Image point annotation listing
++++++
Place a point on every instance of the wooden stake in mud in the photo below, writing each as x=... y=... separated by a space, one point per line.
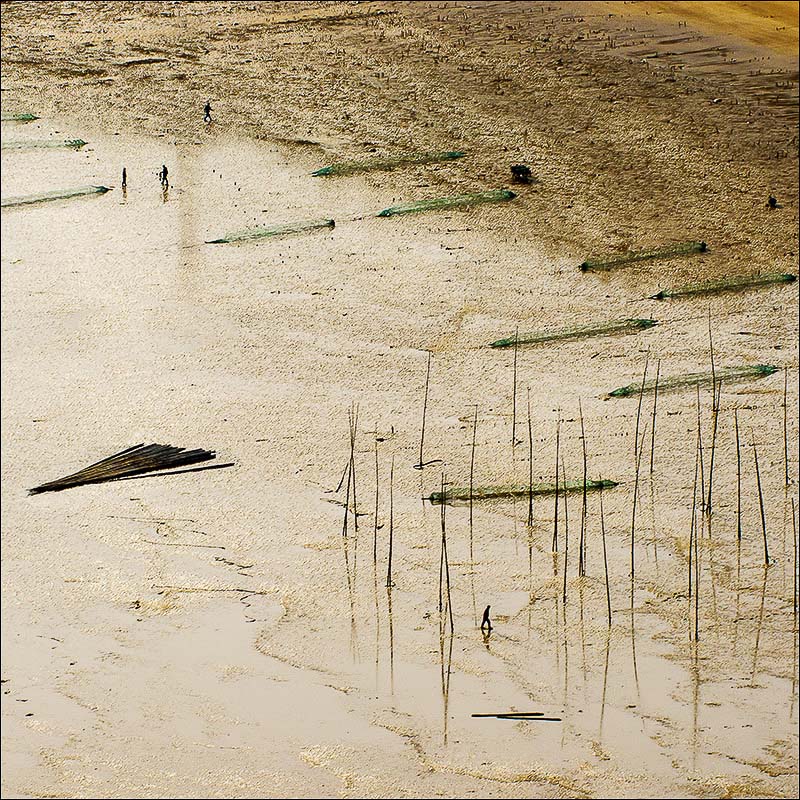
x=794 y=562
x=761 y=503
x=353 y=433
x=444 y=563
x=389 y=582
x=700 y=445
x=693 y=537
x=514 y=394
x=605 y=554
x=582 y=546
x=738 y=477
x=653 y=425
x=349 y=471
x=555 y=514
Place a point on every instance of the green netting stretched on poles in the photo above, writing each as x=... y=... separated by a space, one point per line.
++++++
*Written problem*:
Rewrite the listing with "Place a point on" switched to "Mark" everywhere it occurs, changing nothing else. Omit the pictures from your answer.

*The response*:
Mark every instance of the wooden stake in mud in the photo below, writing each as x=... y=... separated by a space, one point per line.
x=794 y=562
x=761 y=503
x=353 y=433
x=444 y=563
x=389 y=582
x=700 y=445
x=693 y=537
x=514 y=394
x=605 y=554
x=582 y=546
x=738 y=477
x=653 y=425
x=349 y=471
x=555 y=514
Mark every instance of the green netting stretched on poles in the photo above, writing each as x=... y=... separated by a space, one point per line.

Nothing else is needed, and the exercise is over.